データ抜粋:

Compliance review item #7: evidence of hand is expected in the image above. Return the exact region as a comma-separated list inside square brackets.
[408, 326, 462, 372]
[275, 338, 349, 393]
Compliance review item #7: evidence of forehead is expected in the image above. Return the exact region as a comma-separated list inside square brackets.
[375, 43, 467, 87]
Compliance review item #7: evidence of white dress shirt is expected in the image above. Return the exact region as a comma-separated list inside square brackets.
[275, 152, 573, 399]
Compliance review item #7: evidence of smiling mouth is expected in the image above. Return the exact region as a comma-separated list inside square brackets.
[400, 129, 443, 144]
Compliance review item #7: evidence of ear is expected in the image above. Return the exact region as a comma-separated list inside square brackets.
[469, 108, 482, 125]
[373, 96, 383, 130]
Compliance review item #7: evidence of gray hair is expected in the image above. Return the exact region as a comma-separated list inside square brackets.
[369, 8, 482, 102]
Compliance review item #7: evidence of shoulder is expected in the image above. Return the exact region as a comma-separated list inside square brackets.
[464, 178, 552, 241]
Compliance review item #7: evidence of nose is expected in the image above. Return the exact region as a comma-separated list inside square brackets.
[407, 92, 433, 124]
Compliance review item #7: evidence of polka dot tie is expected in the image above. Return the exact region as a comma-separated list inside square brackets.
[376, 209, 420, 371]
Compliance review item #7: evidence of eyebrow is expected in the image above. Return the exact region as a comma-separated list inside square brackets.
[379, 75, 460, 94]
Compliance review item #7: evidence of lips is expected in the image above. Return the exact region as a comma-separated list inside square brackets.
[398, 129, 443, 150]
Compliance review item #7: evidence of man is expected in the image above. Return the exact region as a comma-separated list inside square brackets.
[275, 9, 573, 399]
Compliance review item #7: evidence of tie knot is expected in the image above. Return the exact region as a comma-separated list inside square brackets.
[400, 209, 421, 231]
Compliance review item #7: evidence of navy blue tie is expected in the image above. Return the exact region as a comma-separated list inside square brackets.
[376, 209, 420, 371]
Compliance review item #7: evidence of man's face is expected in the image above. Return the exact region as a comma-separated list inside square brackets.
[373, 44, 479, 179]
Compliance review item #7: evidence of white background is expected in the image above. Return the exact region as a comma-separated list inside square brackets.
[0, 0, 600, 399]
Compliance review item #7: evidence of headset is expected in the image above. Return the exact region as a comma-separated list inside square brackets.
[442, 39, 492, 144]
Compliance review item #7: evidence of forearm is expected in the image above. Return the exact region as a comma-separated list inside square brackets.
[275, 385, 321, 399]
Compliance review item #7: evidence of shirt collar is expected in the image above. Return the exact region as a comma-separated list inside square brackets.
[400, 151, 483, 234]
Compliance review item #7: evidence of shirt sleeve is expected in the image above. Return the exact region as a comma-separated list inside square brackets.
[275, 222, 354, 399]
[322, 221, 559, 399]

課題: 「Compliance review item #7: evidence of headset」を含む行から一覧の最後の行までを、依頼文も含めてすべて書き直してください。その際、回答の座標値をすべて2.15倍に拡大し、0.5は切り上げて整数に丸め、これらの行だけを示してください。

解答:
Compliance review item #7: evidence of headset is expected in the image above. Return the exact region as a comma-separated list inside square brackets.
[950, 84, 1058, 310]
Compliance review item #7: evidence of forearm is expected in the image above. Return the exact region as a comma-separated list inside square brackets.
[591, 828, 690, 858]
Compliance review item #7: evidence of shirt collar is expected in the image above. Return the exact region as a comma-separated list inside square brackets.
[860, 325, 1038, 503]
Compliance review item #7: evidence of shirt sleeve is expected in the image above. Return the exact region as a comma-separated list inside square brackets.
[591, 477, 761, 858]
[692, 475, 1202, 858]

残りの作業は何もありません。